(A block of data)
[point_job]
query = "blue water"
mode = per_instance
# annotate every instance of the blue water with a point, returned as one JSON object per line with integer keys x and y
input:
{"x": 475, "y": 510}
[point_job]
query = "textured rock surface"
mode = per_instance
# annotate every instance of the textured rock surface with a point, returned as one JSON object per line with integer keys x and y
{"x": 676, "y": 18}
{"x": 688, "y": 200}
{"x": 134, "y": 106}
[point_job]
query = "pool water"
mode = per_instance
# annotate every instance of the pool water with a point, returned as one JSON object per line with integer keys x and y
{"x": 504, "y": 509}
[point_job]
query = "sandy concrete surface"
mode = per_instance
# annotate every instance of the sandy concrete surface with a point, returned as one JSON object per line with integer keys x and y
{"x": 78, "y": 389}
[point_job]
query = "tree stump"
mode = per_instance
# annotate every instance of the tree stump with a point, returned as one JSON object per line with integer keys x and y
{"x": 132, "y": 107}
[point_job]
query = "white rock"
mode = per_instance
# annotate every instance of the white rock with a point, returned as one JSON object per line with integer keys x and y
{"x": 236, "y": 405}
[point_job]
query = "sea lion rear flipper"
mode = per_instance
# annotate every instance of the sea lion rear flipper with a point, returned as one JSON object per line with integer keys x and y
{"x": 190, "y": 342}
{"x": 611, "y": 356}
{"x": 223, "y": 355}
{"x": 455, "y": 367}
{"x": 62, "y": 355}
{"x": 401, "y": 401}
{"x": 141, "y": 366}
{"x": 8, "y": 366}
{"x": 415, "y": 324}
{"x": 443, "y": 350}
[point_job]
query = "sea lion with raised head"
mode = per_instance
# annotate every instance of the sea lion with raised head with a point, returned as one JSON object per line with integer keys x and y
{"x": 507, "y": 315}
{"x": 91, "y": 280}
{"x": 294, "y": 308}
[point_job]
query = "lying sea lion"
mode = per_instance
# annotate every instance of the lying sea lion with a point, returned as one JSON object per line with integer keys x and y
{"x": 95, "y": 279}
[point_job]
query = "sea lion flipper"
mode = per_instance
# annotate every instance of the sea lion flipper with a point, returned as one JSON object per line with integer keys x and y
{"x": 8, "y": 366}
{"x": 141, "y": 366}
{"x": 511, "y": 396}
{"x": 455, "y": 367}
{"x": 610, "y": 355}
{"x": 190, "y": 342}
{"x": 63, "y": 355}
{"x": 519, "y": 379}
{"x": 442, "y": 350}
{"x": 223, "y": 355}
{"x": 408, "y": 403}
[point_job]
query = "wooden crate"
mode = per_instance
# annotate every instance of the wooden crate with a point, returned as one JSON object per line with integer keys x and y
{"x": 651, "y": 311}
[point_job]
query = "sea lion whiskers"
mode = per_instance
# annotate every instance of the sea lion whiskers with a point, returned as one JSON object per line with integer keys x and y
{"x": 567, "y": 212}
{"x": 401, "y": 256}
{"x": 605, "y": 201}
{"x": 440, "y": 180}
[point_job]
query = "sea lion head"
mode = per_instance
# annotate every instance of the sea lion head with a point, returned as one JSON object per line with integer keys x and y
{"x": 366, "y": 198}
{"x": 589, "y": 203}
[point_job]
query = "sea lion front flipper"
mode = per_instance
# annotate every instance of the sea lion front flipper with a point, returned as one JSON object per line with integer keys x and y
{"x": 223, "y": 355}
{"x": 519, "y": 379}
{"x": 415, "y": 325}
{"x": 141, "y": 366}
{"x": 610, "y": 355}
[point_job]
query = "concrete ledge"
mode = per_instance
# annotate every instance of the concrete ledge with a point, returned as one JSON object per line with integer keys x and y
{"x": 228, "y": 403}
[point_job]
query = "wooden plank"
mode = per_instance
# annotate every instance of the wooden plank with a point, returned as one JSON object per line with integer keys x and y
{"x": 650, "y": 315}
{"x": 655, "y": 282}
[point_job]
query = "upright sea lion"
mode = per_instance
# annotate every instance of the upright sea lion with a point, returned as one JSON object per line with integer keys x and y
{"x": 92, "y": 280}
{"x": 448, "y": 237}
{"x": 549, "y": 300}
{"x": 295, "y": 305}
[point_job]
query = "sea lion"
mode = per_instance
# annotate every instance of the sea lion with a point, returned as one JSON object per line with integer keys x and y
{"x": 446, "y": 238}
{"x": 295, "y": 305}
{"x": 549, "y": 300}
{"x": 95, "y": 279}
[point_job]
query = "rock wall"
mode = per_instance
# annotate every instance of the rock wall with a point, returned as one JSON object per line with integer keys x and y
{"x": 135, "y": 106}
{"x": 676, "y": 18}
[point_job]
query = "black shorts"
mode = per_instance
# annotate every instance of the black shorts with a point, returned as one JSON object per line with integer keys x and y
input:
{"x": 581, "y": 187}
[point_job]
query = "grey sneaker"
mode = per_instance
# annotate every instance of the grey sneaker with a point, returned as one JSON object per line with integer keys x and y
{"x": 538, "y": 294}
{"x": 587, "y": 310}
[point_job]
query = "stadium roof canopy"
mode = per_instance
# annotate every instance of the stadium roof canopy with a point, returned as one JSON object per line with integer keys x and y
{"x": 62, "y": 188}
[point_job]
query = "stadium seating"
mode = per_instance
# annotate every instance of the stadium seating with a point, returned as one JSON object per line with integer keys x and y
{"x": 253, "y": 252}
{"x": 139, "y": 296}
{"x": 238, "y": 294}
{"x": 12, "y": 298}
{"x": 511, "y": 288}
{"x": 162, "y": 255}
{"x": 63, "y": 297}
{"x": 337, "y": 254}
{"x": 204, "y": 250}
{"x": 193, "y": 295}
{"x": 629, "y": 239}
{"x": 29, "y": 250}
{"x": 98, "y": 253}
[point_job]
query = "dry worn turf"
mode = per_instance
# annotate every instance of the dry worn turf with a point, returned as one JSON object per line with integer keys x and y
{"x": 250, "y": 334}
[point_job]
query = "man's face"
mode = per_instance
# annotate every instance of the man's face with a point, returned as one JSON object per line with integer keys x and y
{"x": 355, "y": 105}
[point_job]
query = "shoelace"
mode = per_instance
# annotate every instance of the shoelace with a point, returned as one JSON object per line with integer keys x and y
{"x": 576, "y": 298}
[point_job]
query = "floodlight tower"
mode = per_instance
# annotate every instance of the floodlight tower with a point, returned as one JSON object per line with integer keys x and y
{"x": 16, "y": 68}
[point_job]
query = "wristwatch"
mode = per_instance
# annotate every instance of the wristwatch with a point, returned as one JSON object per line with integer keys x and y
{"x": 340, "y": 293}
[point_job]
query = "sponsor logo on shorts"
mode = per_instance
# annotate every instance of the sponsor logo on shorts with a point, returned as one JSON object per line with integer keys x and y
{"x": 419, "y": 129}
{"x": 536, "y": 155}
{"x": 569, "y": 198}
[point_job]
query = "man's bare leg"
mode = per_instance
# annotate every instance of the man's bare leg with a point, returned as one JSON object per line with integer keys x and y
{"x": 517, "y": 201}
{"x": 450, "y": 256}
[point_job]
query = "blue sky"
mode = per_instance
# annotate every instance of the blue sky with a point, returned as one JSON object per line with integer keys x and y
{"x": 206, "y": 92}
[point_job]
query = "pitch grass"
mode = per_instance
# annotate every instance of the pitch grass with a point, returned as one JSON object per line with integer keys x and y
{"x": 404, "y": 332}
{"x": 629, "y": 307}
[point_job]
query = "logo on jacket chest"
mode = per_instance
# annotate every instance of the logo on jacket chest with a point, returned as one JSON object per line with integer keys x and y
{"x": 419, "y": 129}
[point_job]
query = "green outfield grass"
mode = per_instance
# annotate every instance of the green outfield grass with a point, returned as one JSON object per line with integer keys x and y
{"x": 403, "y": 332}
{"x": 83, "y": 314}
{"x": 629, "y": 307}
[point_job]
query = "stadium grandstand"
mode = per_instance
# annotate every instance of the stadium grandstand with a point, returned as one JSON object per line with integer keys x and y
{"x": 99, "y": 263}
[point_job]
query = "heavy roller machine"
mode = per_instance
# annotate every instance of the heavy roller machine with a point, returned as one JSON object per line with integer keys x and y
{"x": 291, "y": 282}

EXERCISE INSTRUCTIONS: Show every line in the data above that contains the string "surface", matching case exactly.

TASK OUTPUT:
query = "textured rock surface"
# annotate every instance of the textured rock surface with a point, returned as one JSON object per line with integer keys x and y
query = "sandy concrete surface"
# annotate every instance of the sandy concrete surface with a point, returned as one JSON object per line with integer keys x and y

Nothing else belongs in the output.